§ DATA FOR THIS EXERCISE
* * * *
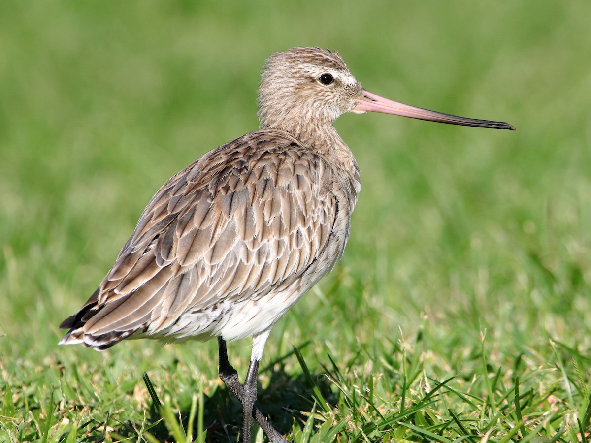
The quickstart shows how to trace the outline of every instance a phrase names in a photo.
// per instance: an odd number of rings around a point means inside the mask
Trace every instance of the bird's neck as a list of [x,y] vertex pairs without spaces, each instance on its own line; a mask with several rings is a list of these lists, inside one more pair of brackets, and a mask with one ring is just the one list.
[[[261,129],[280,129],[289,132],[313,151],[326,157],[339,169],[358,171],[353,154],[330,122],[302,124],[302,119],[282,119],[279,122],[261,122]],[[267,123],[267,124],[265,124]]]
[[[347,144],[336,132],[332,123],[324,126],[300,125],[300,119],[288,120],[284,119],[284,124],[264,126],[261,129],[280,129],[289,132],[294,137],[322,155],[327,164],[336,172],[335,177],[340,183],[351,204],[351,210],[355,206],[357,194],[361,188],[359,181],[359,168],[353,154]],[[290,121],[291,124],[285,122]]]

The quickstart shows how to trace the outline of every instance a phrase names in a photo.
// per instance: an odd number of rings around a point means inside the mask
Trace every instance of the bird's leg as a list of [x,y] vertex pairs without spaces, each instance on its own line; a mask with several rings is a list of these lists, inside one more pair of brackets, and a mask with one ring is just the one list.
[[[222,381],[224,382],[226,387],[229,390],[234,396],[238,399],[238,400],[243,404],[242,401],[242,387],[240,385],[240,381],[238,379],[238,373],[236,369],[230,364],[230,361],[228,359],[228,348],[226,346],[226,341],[221,337],[217,338],[217,345],[219,348],[219,375]],[[255,383],[256,383],[256,376]],[[255,384],[256,387],[256,384]],[[256,406],[253,406],[252,415],[258,424],[259,426],[267,434],[271,443],[289,443],[288,440],[283,438],[283,436],[275,429],[271,424],[267,421],[265,416]],[[250,426],[249,426],[250,429]]]
[[242,441],[251,443],[251,430],[252,427],[252,409],[256,400],[256,376],[258,374],[259,361],[251,360],[248,365],[248,372],[242,386],[242,409],[244,411],[244,425],[242,426]]

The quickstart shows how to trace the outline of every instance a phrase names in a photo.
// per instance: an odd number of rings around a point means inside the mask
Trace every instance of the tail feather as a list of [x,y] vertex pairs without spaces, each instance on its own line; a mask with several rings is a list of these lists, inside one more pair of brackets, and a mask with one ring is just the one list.
[[102,307],[98,303],[99,289],[95,291],[80,311],[69,317],[60,324],[60,329],[70,330],[60,340],[59,344],[82,344],[97,351],[104,351],[137,331],[137,329],[112,331],[96,335],[85,331],[86,321],[100,311]]

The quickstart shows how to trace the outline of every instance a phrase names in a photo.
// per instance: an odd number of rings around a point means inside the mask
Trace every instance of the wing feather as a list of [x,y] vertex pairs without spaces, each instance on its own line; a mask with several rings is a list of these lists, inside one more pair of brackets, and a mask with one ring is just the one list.
[[138,330],[157,335],[189,311],[287,287],[329,242],[332,174],[282,131],[207,153],[156,194],[98,294],[64,322],[63,342],[106,348]]

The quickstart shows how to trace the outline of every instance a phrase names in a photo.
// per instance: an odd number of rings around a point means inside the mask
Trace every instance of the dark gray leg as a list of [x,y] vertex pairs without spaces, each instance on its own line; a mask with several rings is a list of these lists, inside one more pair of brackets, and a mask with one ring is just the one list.
[[[254,417],[255,420],[258,424],[259,426],[263,430],[263,432],[267,434],[267,436],[269,438],[271,443],[289,443],[288,440],[286,440],[283,438],[283,436],[280,434],[277,429],[275,429],[273,426],[271,425],[267,419],[265,418],[264,416],[261,412],[258,409],[254,406],[254,400],[256,398],[256,373],[258,372],[258,361],[256,362],[256,369],[255,370],[255,373],[254,374],[254,399],[252,400],[252,403],[250,406],[251,412],[246,415],[246,407],[244,405],[244,390],[242,386],[240,385],[240,381],[238,379],[238,373],[236,372],[236,369],[230,364],[230,362],[228,359],[228,348],[226,347],[226,341],[224,340],[222,337],[218,337],[217,338],[217,346],[219,348],[219,375],[220,378],[222,381],[224,382],[226,387],[228,390],[233,393],[238,400],[242,403],[242,406],[244,408],[244,427],[242,429],[242,435],[243,441],[245,443],[250,443],[250,434],[251,434],[251,428],[252,427],[252,424],[251,420],[252,419],[250,417]],[[255,360],[256,361],[256,360]],[[251,369],[252,366],[251,363],[251,365],[248,367],[248,374],[251,374]],[[252,378],[251,376],[251,378]],[[248,382],[248,375],[246,376],[246,382]],[[245,387],[246,387],[246,383],[245,383]],[[252,388],[249,388],[252,390]],[[252,396],[252,393],[251,394]],[[248,423],[248,426],[246,426],[246,424]],[[246,434],[246,428],[248,429],[248,436]],[[248,440],[245,439],[245,437],[248,437]]]

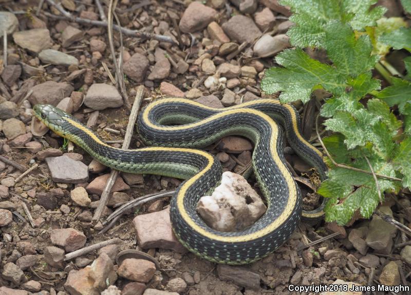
* * * *
§ EXERCISE AIM
Locate every line in the records that contains the word "bird", and copy each of those lines in full.

§ REPLY TO THE TASK
Trace every instance of the bird's neck as a list of [x,y] vertex pairs without spaces, each instance on its own line; a mask with several rings is a list of these lists, inside one more pair of brackets, and a mask with one ring is just the one list.
Trace every instance of the bird's leg as a list of [x,y] vertex pairs without spaces, each instance on its own line; a mask with several rings is a list of these lists, inside one more pair of brackets, and a mask with one ring is just the one list.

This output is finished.